- _Task prompt_
Your answer should be one number: how many lines below have the word "positive".
BEGIN Supplied material
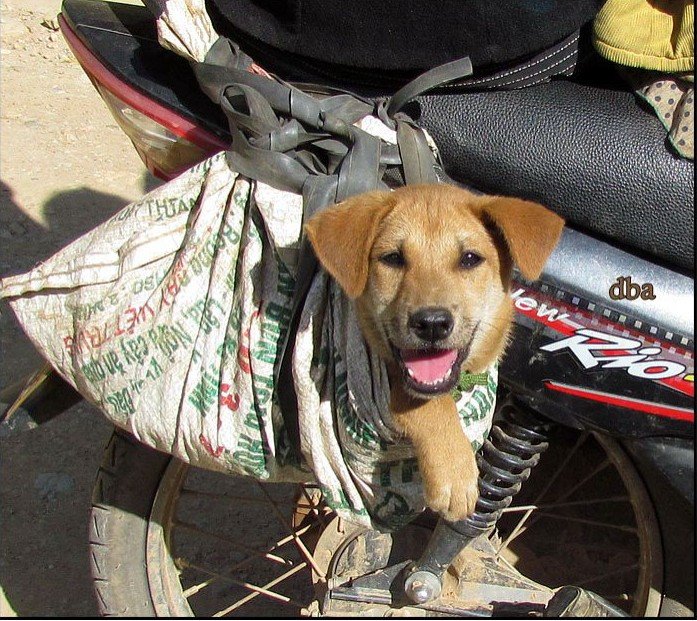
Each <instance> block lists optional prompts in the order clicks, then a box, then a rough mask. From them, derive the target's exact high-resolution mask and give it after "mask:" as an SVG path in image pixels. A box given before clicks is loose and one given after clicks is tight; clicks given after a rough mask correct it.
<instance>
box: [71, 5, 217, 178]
mask: <svg viewBox="0 0 697 621" xmlns="http://www.w3.org/2000/svg"><path fill="white" fill-rule="evenodd" d="M58 21H59V23H60V28H61V32H62V33H63V36H64V37H65V39H66V41H67V43H68V46H69V47H70V49H71V51H72V52H73V54H74V55H75V57H76V58H77V60H78V62H79V63H80V65H81V66H82V68H83V70H84V71H85V73H86V74H87V75H88V76H89V78H90V80H91V81H92V84H94V86H95V88H96V89H97V91H98V92H99V94H100V95H101V97H102V99H103V100H104V102H105V103H106V105H107V107H108V108H109V110H110V111H111V113H112V114H113V115H114V118H115V119H116V122H117V123H118V124H119V126H120V127H121V129H123V131H124V132H125V133H126V135H127V136H128V137H129V138H130V139H131V142H133V145H134V146H135V148H136V151H138V154H139V155H140V157H141V159H142V160H143V162H144V163H145V165H146V166H147V168H148V170H149V171H150V172H152V173H153V174H154V175H155V176H157V177H159V178H160V179H165V180H167V179H172V178H173V177H176V176H177V175H178V174H179V173H181V172H183V171H184V170H186V169H187V168H190V167H191V166H193V165H194V164H197V163H198V162H200V161H202V160H204V159H206V158H207V157H209V156H210V155H212V154H214V153H217V152H219V151H222V150H224V149H226V148H227V147H228V146H229V145H228V144H227V143H226V142H224V141H223V140H221V139H220V138H218V137H217V136H215V135H214V134H212V133H211V132H209V131H207V130H205V129H203V128H201V127H199V126H197V125H196V124H195V123H193V122H192V121H191V120H190V119H187V118H185V117H183V116H181V115H179V114H177V113H176V112H174V111H173V110H171V109H169V108H167V107H165V106H163V105H162V104H160V103H158V102H156V101H154V100H152V99H150V98H149V97H147V96H146V95H144V94H143V93H141V92H140V91H138V90H136V89H134V88H133V87H132V86H130V85H129V84H126V83H125V82H123V81H122V80H121V79H119V78H118V77H117V76H116V75H114V74H113V73H112V72H111V71H110V70H109V69H108V68H107V67H106V66H105V65H104V64H103V63H102V62H101V61H100V60H99V59H98V58H97V57H96V56H95V55H94V54H93V53H92V52H91V51H90V50H89V49H88V48H87V47H86V46H85V44H84V43H82V41H80V39H79V38H78V36H77V35H76V34H75V33H74V32H73V30H72V29H71V28H70V26H69V25H68V23H67V22H66V21H65V19H64V18H63V16H62V15H60V16H59V17H58Z"/></svg>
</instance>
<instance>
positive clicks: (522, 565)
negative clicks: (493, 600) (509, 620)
mask: <svg viewBox="0 0 697 621" xmlns="http://www.w3.org/2000/svg"><path fill="white" fill-rule="evenodd" d="M504 511H505V513H504V515H503V516H502V517H501V518H500V519H499V521H498V525H497V526H498V529H497V533H496V535H495V538H494V539H495V540H494V545H495V548H496V549H497V551H498V553H499V556H500V558H501V560H502V561H503V562H506V563H510V564H511V565H512V566H514V567H515V568H516V569H517V570H518V571H519V572H520V573H522V574H524V575H525V576H527V577H528V578H531V579H533V580H535V581H536V582H538V583H540V584H544V585H546V586H549V587H552V588H555V587H558V586H562V585H575V586H580V587H582V588H584V589H588V590H590V591H594V592H596V593H598V594H599V595H602V596H603V597H604V598H605V599H607V600H608V601H609V602H610V603H612V604H614V605H615V606H617V607H618V608H621V609H623V610H625V611H626V612H628V613H630V614H631V615H632V616H649V617H651V616H657V615H658V613H659V609H660V605H661V592H662V584H663V558H662V548H661V540H660V531H659V528H658V524H657V521H656V517H655V514H654V510H653V506H652V503H651V500H650V498H649V496H648V493H647V492H646V489H645V487H644V484H643V482H642V481H641V479H640V478H639V475H638V474H637V472H636V470H635V468H634V466H633V465H632V463H631V461H630V460H629V458H628V457H627V456H626V454H625V452H624V451H623V450H622V448H621V447H620V446H619V445H618V444H617V442H615V441H614V440H612V439H610V438H608V437H606V436H601V435H596V434H590V433H582V434H580V435H579V434H577V433H575V432H571V431H570V430H567V429H558V430H557V431H556V436H555V437H554V438H553V439H552V440H551V441H550V446H549V448H548V449H547V452H546V453H544V454H543V456H542V459H541V461H540V463H539V465H538V466H537V467H536V468H535V469H534V470H533V472H532V475H531V477H530V480H529V481H528V482H526V484H525V485H524V486H523V489H522V490H521V492H520V494H518V495H517V496H516V497H515V499H514V501H513V504H512V505H511V506H510V507H509V508H508V509H506V510H504Z"/></svg>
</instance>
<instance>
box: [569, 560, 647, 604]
mask: <svg viewBox="0 0 697 621" xmlns="http://www.w3.org/2000/svg"><path fill="white" fill-rule="evenodd" d="M637 569H639V564H638V563H634V564H632V565H625V566H623V567H618V568H617V569H613V570H612V571H608V572H605V573H604V574H598V575H597V576H593V577H592V578H586V579H585V580H578V581H576V582H575V584H576V586H586V585H588V584H592V583H594V582H598V581H600V580H605V579H606V578H610V577H613V576H618V575H620V574H626V573H627V572H630V571H636V570H637ZM603 597H605V598H606V599H607V597H606V596H605V595H603Z"/></svg>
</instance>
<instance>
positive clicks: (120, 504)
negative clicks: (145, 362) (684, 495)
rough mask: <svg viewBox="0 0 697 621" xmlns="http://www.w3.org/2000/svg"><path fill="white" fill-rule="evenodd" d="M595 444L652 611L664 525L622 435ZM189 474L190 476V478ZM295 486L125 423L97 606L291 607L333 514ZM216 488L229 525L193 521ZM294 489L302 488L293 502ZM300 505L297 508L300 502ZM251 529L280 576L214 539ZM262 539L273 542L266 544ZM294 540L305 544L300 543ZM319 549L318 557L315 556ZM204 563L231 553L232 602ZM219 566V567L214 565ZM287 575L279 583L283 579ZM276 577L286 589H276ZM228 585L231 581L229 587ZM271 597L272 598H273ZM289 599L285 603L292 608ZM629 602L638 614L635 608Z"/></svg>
mask: <svg viewBox="0 0 697 621" xmlns="http://www.w3.org/2000/svg"><path fill="white" fill-rule="evenodd" d="M564 433H566V434H567V435H568V430H564ZM591 437H592V436H591ZM597 445H598V447H600V449H601V450H605V451H607V452H608V453H607V455H608V456H609V457H610V459H609V461H611V462H612V463H613V464H614V467H615V468H616V469H617V470H618V472H619V473H620V476H621V479H622V481H623V482H624V483H625V485H626V486H627V490H628V492H629V496H631V499H632V505H633V507H634V515H635V521H636V523H637V524H638V525H639V526H640V531H641V532H642V533H643V534H642V536H641V541H642V544H641V552H640V556H641V558H642V559H644V560H643V561H642V562H643V563H644V564H645V565H646V567H647V571H646V572H644V574H643V575H642V576H640V578H639V582H638V585H639V586H637V592H641V594H642V595H641V597H642V598H643V599H642V602H641V606H640V607H639V608H640V610H639V611H638V613H639V614H640V615H644V614H645V615H647V616H656V615H658V614H659V608H660V605H661V599H662V584H663V582H662V559H661V553H662V548H661V545H660V541H661V536H660V535H661V533H660V531H659V528H658V525H657V522H656V520H655V517H654V515H653V508H652V505H651V503H650V501H649V500H648V495H647V494H646V491H645V490H644V489H643V486H642V483H641V480H640V478H639V476H638V474H637V473H636V471H635V470H634V469H633V466H632V465H631V461H630V460H629V459H628V458H627V457H626V454H625V453H624V452H623V451H622V450H621V449H620V448H619V445H617V443H615V442H613V441H612V440H609V439H607V438H602V437H599V438H597ZM608 447H610V448H608ZM562 452H563V451H562ZM538 468H539V466H538ZM536 470H537V469H536ZM197 476H200V477H209V476H212V477H214V478H215V477H218V479H216V481H217V482H216V484H215V485H218V484H220V485H223V484H224V485H227V484H228V481H233V482H234V481H237V482H241V483H234V484H235V485H238V484H239V485H242V486H247V487H246V488H245V490H246V491H245V492H244V494H245V495H244V497H242V496H240V497H239V498H238V496H237V495H235V496H231V495H229V494H228V493H227V492H225V493H219V492H220V490H219V489H218V487H216V486H212V487H210V489H211V490H212V491H205V492H202V491H193V490H195V489H196V485H195V484H196V477H197ZM531 479H532V478H531ZM190 480H193V482H192V483H190ZM190 488H191V489H190ZM257 488H258V489H257ZM236 489H237V488H236ZM524 489H525V488H524ZM254 490H256V491H254ZM267 490H271V491H267ZM294 490H297V486H293V485H281V484H275V485H274V484H264V485H260V484H259V483H258V482H255V481H251V480H249V479H236V478H233V477H226V476H223V475H216V474H211V473H204V472H203V471H199V470H197V469H194V468H189V467H187V466H185V465H184V464H182V463H181V462H179V461H178V460H176V459H173V458H171V457H170V456H168V455H164V454H162V453H159V452H157V451H154V450H152V449H149V448H147V447H145V446H143V445H141V444H139V443H137V442H136V441H135V440H133V439H131V438H130V437H129V436H127V435H126V434H125V433H123V432H120V431H117V432H115V433H114V435H113V436H112V438H111V440H110V442H109V444H108V446H107V448H106V452H105V457H104V462H103V464H102V466H101V468H100V470H99V473H98V476H97V481H96V484H95V490H94V495H93V508H92V515H91V520H90V548H91V565H92V573H93V576H94V588H95V592H96V596H97V600H98V605H99V609H100V612H101V613H102V614H103V615H105V616H131V617H153V616H170V617H171V616H203V617H210V616H212V615H213V614H215V613H221V612H222V613H225V614H228V613H234V612H237V609H238V607H240V606H241V605H242V604H240V602H242V603H243V604H244V607H243V608H241V609H240V612H241V613H243V614H244V615H245V616H247V617H250V616H252V617H253V616H274V617H281V616H296V617H297V616H298V615H299V614H300V613H301V612H303V608H305V607H307V606H308V605H309V604H310V602H312V600H313V599H314V591H313V588H312V581H313V580H312V576H313V571H315V569H316V566H315V565H314V563H313V560H312V553H309V552H308V550H312V549H313V545H314V543H316V542H317V540H318V539H319V535H320V534H321V529H322V528H323V527H324V525H326V523H327V521H328V519H329V517H330V516H329V515H328V510H327V509H326V508H325V509H323V511H325V513H322V511H320V510H319V507H320V506H321V505H320V503H319V499H318V498H317V496H318V494H317V493H314V494H313V493H310V494H308V493H307V491H304V492H303V493H304V496H303V497H301V496H298V495H297V492H296V491H294ZM234 493H235V494H238V493H240V492H234ZM255 494H256V496H255ZM253 496H255V497H254V498H252V497H253ZM223 497H224V498H225V499H226V502H228V503H229V501H231V500H234V502H233V503H231V504H229V505H228V506H229V509H226V510H225V512H223V514H222V517H221V518H219V519H217V518H216V519H217V522H215V523H214V524H213V525H214V526H215V528H216V529H218V528H220V529H221V530H224V529H225V528H227V532H226V533H224V534H218V533H217V530H216V532H208V531H212V528H209V527H208V526H203V527H202V526H200V525H197V524H195V523H194V522H195V518H196V516H201V515H203V516H206V519H212V518H210V516H209V515H208V508H207V507H208V505H207V504H206V503H208V502H209V501H210V502H213V499H215V500H216V502H218V500H219V499H220V498H223ZM272 497H273V498H272ZM298 498H301V500H300V504H298V502H299V501H298ZM265 499H266V500H272V505H271V506H273V509H274V511H275V512H276V513H277V514H278V515H277V516H273V512H272V511H269V510H268V509H263V508H262V509H261V510H254V511H256V513H250V511H251V510H250V509H248V508H246V507H247V505H245V504H244V503H245V502H247V501H249V502H251V501H252V500H253V501H254V502H256V503H262V502H264V500H265ZM293 503H295V508H294V511H293V512H289V513H288V514H286V515H281V514H280V511H279V510H278V507H280V506H283V507H286V506H290V505H292V504H293ZM567 504H568V503H567ZM255 506H257V505H255ZM266 506H268V505H266ZM298 506H302V507H304V508H301V509H298ZM192 507H193V508H192ZM187 511H188V514H187ZM192 515H193V517H191V516H192ZM250 516H251V517H250ZM276 518H277V519H276ZM310 518H312V520H310ZM303 520H308V521H307V523H306V525H305V526H304V527H303V528H302V529H301V530H300V531H299V533H300V534H301V535H302V536H301V537H296V538H295V540H294V541H292V543H293V544H296V545H290V546H287V547H286V548H285V550H286V551H288V548H289V547H290V548H292V552H294V553H295V556H293V557H292V558H291V557H289V556H288V554H281V552H280V550H281V547H282V545H284V544H283V542H288V541H291V539H292V536H287V534H288V531H289V530H290V525H291V522H292V526H293V528H298V526H299V525H301V522H302V521H303ZM274 522H275V523H277V525H278V524H280V527H279V529H280V530H279V531H278V532H276V531H273V532H272V531H271V530H269V529H270V525H271V524H272V523H274ZM316 526H319V529H317V528H315V527H316ZM313 529H314V530H313ZM317 530H319V531H320V532H317ZM231 533H232V534H231ZM189 535H191V537H192V539H191V540H189V539H187V537H188V536H189ZM284 535H285V538H284ZM184 536H186V537H184ZM252 536H259V538H260V540H261V541H262V542H263V546H262V547H264V546H265V547H264V550H266V551H265V552H262V553H260V554H259V556H260V557H264V558H263V560H264V562H265V563H266V564H267V565H269V564H270V565H273V566H274V567H275V568H278V567H280V569H278V572H281V573H282V574H283V576H281V578H282V579H280V578H273V579H270V577H267V576H266V575H265V574H263V572H262V573H259V571H258V570H256V569H255V570H248V569H246V568H242V569H236V568H238V567H241V566H242V565H243V564H244V561H242V562H237V561H236V559H237V557H235V556H234V555H232V554H230V553H228V552H225V553H224V554H223V552H221V550H220V548H219V547H218V545H217V544H218V543H219V542H223V543H225V544H226V545H227V544H229V543H231V542H232V543H233V544H235V545H236V546H241V547H242V548H244V551H245V554H247V553H248V552H249V551H250V550H252V551H253V552H254V551H255V550H256V545H254V544H253V542H252ZM201 537H203V538H204V539H205V542H204V540H203V539H201ZM279 538H280V539H279ZM208 540H212V541H213V542H214V544H215V545H213V544H210V541H208ZM298 540H301V541H298ZM269 541H272V542H275V543H273V544H269ZM192 542H193V543H192ZM173 543H174V544H176V545H173ZM269 545H270V547H268V546H269ZM526 545H528V544H526V542H525V541H523V545H522V549H526V547H525V546H526ZM206 546H207V547H206ZM170 550H172V551H174V552H173V554H174V556H176V558H173V557H172V556H173V554H172V553H171V552H170ZM182 550H183V552H182ZM298 550H301V552H302V551H303V550H304V551H305V552H304V554H303V553H299V552H298ZM320 552H321V553H324V554H327V553H328V552H327V550H326V549H321V546H319V547H318V552H317V553H320ZM257 553H258V551H257ZM180 554H181V555H182V556H181V557H180ZM291 556H292V555H291ZM533 556H535V559H533V560H536V559H537V560H539V559H540V558H543V559H544V555H542V554H541V553H540V552H539V551H535V554H534V555H533ZM279 557H284V558H282V559H279ZM317 559H318V560H320V563H319V564H320V565H322V563H323V561H322V559H319V557H317ZM233 561H234V563H233ZM271 561H273V562H271ZM281 561H282V562H281ZM207 563H209V564H213V563H218V564H217V565H215V567H222V566H227V567H229V566H230V564H231V563H233V569H235V572H236V573H234V574H233V575H234V576H235V578H234V579H232V580H230V579H229V578H226V579H227V580H228V584H227V585H226V586H220V585H218V586H220V588H221V589H222V590H221V593H222V594H223V596H224V597H225V598H226V599H228V600H230V601H233V602H235V603H234V604H233V605H232V606H230V607H229V608H225V609H223V610H221V608H220V606H218V607H217V608H210V607H209V608H207V607H206V606H208V604H207V603H203V596H204V595H205V594H206V592H207V591H209V590H210V589H211V588H212V587H210V586H209V585H210V584H212V583H215V582H216V580H217V578H218V577H220V575H222V574H224V573H225V572H224V571H223V570H218V569H214V570H210V569H207V568H206V567H205V565H206V564H207ZM274 563H275V565H274ZM283 563H285V564H283ZM200 571H203V572H208V573H204V574H203V578H201V577H200V576H199V575H198V574H196V572H199V573H200ZM218 571H220V575H219V574H218V573H216V572H218ZM192 572H193V573H192ZM245 572H247V573H245ZM249 572H251V573H249ZM255 572H256V573H255ZM192 575H193V576H194V577H193V578H192V577H191V576H192ZM227 575H228V576H229V575H230V574H227ZM276 575H277V574H276ZM286 575H287V577H284V576H286ZM533 579H535V578H534V577H533ZM284 581H285V585H284V584H282V583H283V582H284ZM218 582H220V581H218ZM230 583H231V584H230ZM281 586H283V587H284V588H285V589H286V590H285V592H283V593H282V592H281V590H280V587H281ZM233 587H234V589H238V590H237V591H235V592H233V591H232V589H233ZM288 589H290V590H288ZM269 593H270V594H271V596H272V597H273V598H274V599H273V600H272V601H271V602H270V603H269V600H267V599H264V598H262V597H259V598H257V599H256V600H255V599H254V598H255V597H256V596H258V595H264V596H269ZM244 594H246V596H245V595H244ZM241 595H242V596H241ZM262 599H263V602H262V604H261V607H258V608H257V609H254V608H253V606H254V605H255V602H256V603H259V601H260V600H262ZM283 600H287V601H283ZM276 605H278V607H277V608H274V606H276ZM288 605H290V606H291V610H290V614H288V613H289V610H288ZM249 606H252V608H251V609H250V607H249ZM635 608H636V607H635ZM194 611H195V613H196V614H194ZM632 612H633V614H635V615H636V614H637V610H633V611H632ZM661 612H662V611H661Z"/></svg>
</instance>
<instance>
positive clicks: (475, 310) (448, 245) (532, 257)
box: [306, 185, 563, 521]
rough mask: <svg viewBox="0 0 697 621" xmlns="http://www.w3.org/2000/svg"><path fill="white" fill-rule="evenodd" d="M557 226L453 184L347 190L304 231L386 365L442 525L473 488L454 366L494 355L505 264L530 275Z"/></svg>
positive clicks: (391, 392)
mask: <svg viewBox="0 0 697 621" xmlns="http://www.w3.org/2000/svg"><path fill="white" fill-rule="evenodd" d="M562 227H563V221H562V219H561V218H560V217H559V216H557V215H555V214H554V213H552V212H551V211H549V210H547V209H546V208H544V207H542V206H541V205H538V204H536V203H531V202H528V201H523V200H519V199H515V198H503V197H496V196H475V195H473V194H472V193H470V192H467V191H465V190H462V189H459V188H456V187H453V186H449V185H420V186H408V187H405V188H401V189H399V190H396V191H394V192H371V193H368V194H363V195H361V196H356V197H352V198H350V199H348V200H347V201H345V202H343V203H340V204H338V205H336V206H334V207H331V208H329V209H327V210H325V211H323V212H321V213H319V214H318V215H316V216H315V217H313V218H312V219H311V220H310V221H309V222H308V224H307V226H306V231H307V235H308V237H309V239H310V242H311V243H312V246H313V248H314V250H315V253H316V254H317V257H318V259H319V261H320V263H321V264H322V266H323V267H324V268H325V269H326V270H327V272H328V273H329V274H330V275H331V276H332V277H334V278H335V279H336V280H337V281H338V283H339V285H340V286H341V287H342V288H343V290H344V291H345V292H346V294H347V295H348V296H349V298H352V299H355V303H356V305H357V311H358V316H359V320H360V322H361V328H362V330H363V334H364V336H365V338H366V341H367V342H368V344H369V346H370V347H371V348H372V349H373V350H374V351H375V352H376V353H377V354H378V355H379V356H381V357H382V358H383V359H384V360H385V362H386V365H387V370H388V375H389V379H390V393H391V395H390V403H391V412H392V415H393V418H394V421H395V423H396V424H397V425H398V427H399V428H400V430H401V431H402V432H403V433H404V434H405V435H406V436H407V437H408V438H409V440H410V441H411V442H412V444H413V445H414V449H415V452H416V457H417V460H418V463H419V469H420V471H421V476H422V479H423V482H424V492H425V498H426V503H427V505H428V506H429V507H430V508H431V509H433V510H435V511H437V512H439V513H441V514H442V515H443V517H445V518H446V519H447V520H451V521H453V520H459V519H462V518H464V517H466V516H467V515H469V514H470V513H471V512H472V511H473V510H474V505H475V502H476V500H477V493H478V490H477V475H478V472H477V466H476V462H475V458H474V452H473V450H472V447H471V445H470V443H469V441H468V440H467V437H466V436H465V434H464V433H463V431H462V428H461V426H460V422H459V419H458V414H457V410H456V408H455V403H454V400H453V398H452V397H451V396H450V391H451V390H452V388H453V387H454V386H455V384H456V383H457V380H458V378H459V375H460V372H461V370H466V371H468V372H470V373H480V372H483V371H485V370H486V369H487V368H488V367H489V366H490V365H491V364H493V363H494V362H495V361H497V360H498V358H499V357H500V356H501V354H502V353H503V350H504V348H505V346H506V343H507V340H508V335H509V331H510V327H511V323H512V315H513V306H512V303H511V299H510V296H509V285H510V277H511V268H512V265H513V263H515V264H517V265H518V267H519V269H520V271H521V272H522V274H523V275H524V276H525V277H526V278H528V279H531V280H534V279H536V278H537V277H538V276H539V275H540V273H541V271H542V268H543V266H544V264H545V261H546V260H547V257H548V256H549V254H550V252H551V251H552V249H553V248H554V246H555V245H556V243H557V241H558V240H559V236H560V235H561V230H562Z"/></svg>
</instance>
END Supplied material
- _Task answer_
4